**The exercise:** Return all of the entries exactly as written.

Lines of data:
------------------------------------
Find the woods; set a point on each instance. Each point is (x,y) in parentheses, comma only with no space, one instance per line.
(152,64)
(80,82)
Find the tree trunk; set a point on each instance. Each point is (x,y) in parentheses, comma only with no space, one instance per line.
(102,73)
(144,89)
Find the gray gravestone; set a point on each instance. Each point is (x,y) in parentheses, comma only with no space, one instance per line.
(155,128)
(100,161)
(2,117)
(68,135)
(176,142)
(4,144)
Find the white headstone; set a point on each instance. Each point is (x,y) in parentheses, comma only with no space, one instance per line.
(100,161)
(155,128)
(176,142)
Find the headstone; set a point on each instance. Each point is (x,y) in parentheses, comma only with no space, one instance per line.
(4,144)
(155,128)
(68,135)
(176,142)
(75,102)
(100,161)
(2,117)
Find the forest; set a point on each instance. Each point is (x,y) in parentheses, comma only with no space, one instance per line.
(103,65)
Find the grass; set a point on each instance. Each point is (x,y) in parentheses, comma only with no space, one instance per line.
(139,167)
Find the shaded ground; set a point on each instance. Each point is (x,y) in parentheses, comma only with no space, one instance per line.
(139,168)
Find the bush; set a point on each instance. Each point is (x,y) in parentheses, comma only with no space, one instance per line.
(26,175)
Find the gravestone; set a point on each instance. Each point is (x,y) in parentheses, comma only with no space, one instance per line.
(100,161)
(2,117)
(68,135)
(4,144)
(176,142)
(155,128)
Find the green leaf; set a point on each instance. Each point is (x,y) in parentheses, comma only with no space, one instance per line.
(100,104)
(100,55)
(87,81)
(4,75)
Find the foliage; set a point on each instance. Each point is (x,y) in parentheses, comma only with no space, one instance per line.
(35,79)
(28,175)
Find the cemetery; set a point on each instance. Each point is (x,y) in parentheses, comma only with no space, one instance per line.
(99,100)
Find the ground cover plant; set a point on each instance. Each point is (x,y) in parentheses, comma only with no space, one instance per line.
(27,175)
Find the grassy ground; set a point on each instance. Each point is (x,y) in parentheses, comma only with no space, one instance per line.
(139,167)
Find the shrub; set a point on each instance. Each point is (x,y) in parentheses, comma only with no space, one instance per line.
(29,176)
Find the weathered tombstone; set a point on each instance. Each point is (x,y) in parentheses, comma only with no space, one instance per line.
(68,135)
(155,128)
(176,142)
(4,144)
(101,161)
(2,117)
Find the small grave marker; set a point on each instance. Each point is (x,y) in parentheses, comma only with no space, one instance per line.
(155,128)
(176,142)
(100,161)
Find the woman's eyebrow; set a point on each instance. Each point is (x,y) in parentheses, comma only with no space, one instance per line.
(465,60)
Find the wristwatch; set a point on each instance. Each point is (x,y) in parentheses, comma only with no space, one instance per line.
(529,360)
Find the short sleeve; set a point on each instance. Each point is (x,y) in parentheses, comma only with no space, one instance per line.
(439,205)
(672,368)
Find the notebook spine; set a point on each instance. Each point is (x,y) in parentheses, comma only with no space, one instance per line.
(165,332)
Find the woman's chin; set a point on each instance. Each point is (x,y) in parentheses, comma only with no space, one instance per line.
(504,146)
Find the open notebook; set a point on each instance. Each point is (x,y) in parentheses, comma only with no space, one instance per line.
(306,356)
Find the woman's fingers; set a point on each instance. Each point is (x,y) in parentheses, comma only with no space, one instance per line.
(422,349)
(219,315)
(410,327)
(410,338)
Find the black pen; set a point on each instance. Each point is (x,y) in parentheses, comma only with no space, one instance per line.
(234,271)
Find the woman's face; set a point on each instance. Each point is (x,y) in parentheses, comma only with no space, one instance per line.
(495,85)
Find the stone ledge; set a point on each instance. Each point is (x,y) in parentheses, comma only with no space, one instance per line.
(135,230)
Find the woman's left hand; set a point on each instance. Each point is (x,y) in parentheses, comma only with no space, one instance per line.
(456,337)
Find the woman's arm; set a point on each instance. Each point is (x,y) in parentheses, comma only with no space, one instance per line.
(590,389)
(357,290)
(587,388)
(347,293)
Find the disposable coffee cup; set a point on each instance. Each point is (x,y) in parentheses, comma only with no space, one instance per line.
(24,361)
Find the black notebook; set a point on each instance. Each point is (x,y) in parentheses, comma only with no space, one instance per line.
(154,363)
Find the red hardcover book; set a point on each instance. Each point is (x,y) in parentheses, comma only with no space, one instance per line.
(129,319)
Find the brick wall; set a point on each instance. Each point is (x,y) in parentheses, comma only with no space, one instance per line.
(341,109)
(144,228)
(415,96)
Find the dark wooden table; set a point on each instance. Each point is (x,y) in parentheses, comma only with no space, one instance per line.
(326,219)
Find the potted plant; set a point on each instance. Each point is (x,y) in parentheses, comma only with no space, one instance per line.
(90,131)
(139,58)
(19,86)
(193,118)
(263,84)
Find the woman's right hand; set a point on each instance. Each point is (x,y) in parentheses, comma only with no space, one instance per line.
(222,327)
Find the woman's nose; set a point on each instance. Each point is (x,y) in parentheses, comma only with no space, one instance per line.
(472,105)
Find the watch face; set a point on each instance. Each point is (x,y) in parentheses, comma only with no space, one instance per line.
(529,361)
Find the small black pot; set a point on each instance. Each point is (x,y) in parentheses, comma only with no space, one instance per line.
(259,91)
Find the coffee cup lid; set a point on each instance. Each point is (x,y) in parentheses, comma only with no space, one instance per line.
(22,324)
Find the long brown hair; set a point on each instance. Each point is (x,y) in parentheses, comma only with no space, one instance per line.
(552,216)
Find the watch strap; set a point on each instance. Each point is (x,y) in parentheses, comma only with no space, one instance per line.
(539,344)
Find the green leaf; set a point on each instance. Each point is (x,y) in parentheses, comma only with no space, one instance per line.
------------------------------------
**Result of this exercise:**
Find the woods; set a point on each instance. Each point is (x,y) in parentheses, comma only with no space, one instance per line.
(152,64)
(80,82)
Find the tree trunk; set a point on each instance. Each point is (x,y) in parentheses, comma only with no space, one instance per line.
(102,73)
(144,89)
Find the gray gravestone; set a point on each instance. Each point is (x,y) in parentheses, comma only with no space, one instance per line.
(155,128)
(100,161)
(2,117)
(68,135)
(176,142)
(4,144)
Find the white headstone; set a point on each instance. Each point is (x,y) in parentheses, comma only with no space, one instance per line.
(100,161)
(155,128)
(176,142)
Find the headstone; set a point on each instance. Each point is (x,y) in parentheses, comma only with no space, one instance per line.
(4,144)
(155,128)
(68,135)
(176,142)
(75,102)
(100,161)
(2,117)
Find the forest; set a point on each instance. Each point is (x,y) in parentheses, comma only with no space, one instance per line.
(103,65)
Find the grass; set a point on each instance. Each point is (x,y) in parentheses, comma only with no space, one instance per line.
(139,167)
Find the shaded ground; set a point on each instance. Each point is (x,y) in parentheses, comma only with no space, one instance per line.
(139,168)
Find the bush; set a point on each instance. Each point is (x,y) in parentheses, comma only with no space, one instance per line.
(26,175)
Find the gravestone; set a point on each instance. Each point is (x,y) in parentheses, comma only with no space, one instance per line.
(100,161)
(2,117)
(68,135)
(4,144)
(176,142)
(155,128)
Find the green leaf; set a point on each instance. Each point is (x,y) in parentheses, comma only with no space, one instance per line.
(100,104)
(100,55)
(87,81)
(4,75)
Find the foliage; set a point on each instance. Each point is (x,y) in parentheses, comma only with no space, one instance per line.
(35,79)
(28,175)
Find the cemetery; set a point on each instance. Each point is (x,y) in parentheses, comma only with no space, one instance per line.
(99,100)
Find the ground cover plant; set a point on each instance. Each point is (x,y) in parentheses, comma only with no space, one instance per line.
(27,175)
Find the grassy ground; set a point on each instance. Each point is (x,y) in parentheses, comma only with no space, one instance per line.
(139,167)
Find the shrub; set a point on each instance. Each point is (x,y) in parentheses, comma only with no space, one instance per line.
(29,176)
Find the weathered tombstone; set a point on each instance. Each point is (x,y) in parentheses, comma only with no space, one instance per line.
(68,135)
(155,128)
(176,142)
(4,144)
(101,161)
(2,117)
Find the small grave marker; set a point on each instance. Each point is (x,y) in parentheses, comma only with no space, one instance per line.
(155,128)
(176,142)
(100,161)
Find the woman's eyebrow; set a point on each instance. Each point is (x,y) in parentheses, comma only with no space, one instance per line.
(465,60)
Find the wristwatch; set a point on each instance. Each point is (x,y) in parentheses, comma only with no space, one instance per line.
(529,360)
Find the short sleeve; set a point on each instance. Each point is (x,y) in parentheses, comma only with no space, one instance per line.
(439,205)
(672,368)
Find the notebook spine; set a point on each instance. Each point is (x,y) in parentheses, comma only with no space, one instance per line.
(165,332)
Find the woman's chin; set a point on each instance. Each point is (x,y) in parentheses, comma only with no space, one instance per line.
(504,146)
Find the open notebook; set a point on each instance. Each point is (x,y) in parentheses, comma only with no space, one instance per line.
(306,356)
Find the woman's fingers; set a point on each instance. Each point is (x,y) in parentheses, comma only with no space, one instance per line.
(422,349)
(219,315)
(410,327)
(410,338)
Find the black pen; set a point on each instance. Each point is (x,y) in parentheses, comma only with no space, one instance per line.
(234,271)
Find the woman's face; set a point on each instance. Each point is (x,y) in parentheses, comma only with no space, one instance per line.
(495,85)
Find the stone ledge; set a point on each instance. Each point is (x,y) in parentheses, comma only with no space, one instance per line.
(135,230)
Find the woman's left hand; set a point on each instance. Each point is (x,y) in parentheses, comma only with no space, one instance per line.
(456,337)
Find the woman's arm; set a point on each instance. Each point is (x,y) in parentheses, comma only with no space, one instance per line.
(590,389)
(357,290)
(587,388)
(347,293)
Find the disposable coffee cup; set a point on each instance. Each point is (x,y) in parentheses, comma only with no space, one instance per line.
(24,361)
Find the black notebook; set a point on each instance. Each point is (x,y) in parentheses, comma only with no space, one instance per line.
(154,363)
Find the red hardcover book; set a point on each instance. Each point is (x,y) in parentheses, comma only with no space, one instance per line.
(129,319)
Find the brick wall; set a point on each instance. Each point is (x,y) in parentheses, comma only with no space, one instance per line.
(341,109)
(144,228)
(415,96)
Find the dark wooden table; set a point on each instance. Each point is (x,y) in parentheses, comma only with no space, one instance per line.
(326,219)
Find the potted plant; set a point on each instance. Each point is (x,y) in parentheses, comma only with no space, one instance per line.
(90,131)
(139,58)
(19,86)
(193,118)
(263,84)
Find the woman's right hand; set a point on each instance. Each point is (x,y) in parentheses, comma only with no space, one instance per line.
(222,327)
Find the woman's nose; set a point on each instance. Each point is (x,y) in parentheses, comma only with no space, one instance per line.
(472,105)
Find the watch face; set a point on each instance. Each point is (x,y) in parentheses, comma only with no space, one instance per line.
(529,361)
Find the small black pot; set a point on each instance. Each point is (x,y) in parentheses, comma only with no space, one instance per line.
(259,91)
Find the coffee cup lid; set a point on each instance. Each point is (x,y) in parentheses, comma only with no space, one instance per line.
(22,324)
Find the long brown hair; set a point on each instance. Each point is (x,y) in parentheses, comma only with no space, one instance per line.
(552,216)
Find the watch strap; set a point on each instance. Each point is (x,y) in parentheses, comma only with no space, one instance per line.
(539,344)
Find the green leaf; set a point on each instance. Each point is (x,y) in parentheses, comma only with no space, one instance per line.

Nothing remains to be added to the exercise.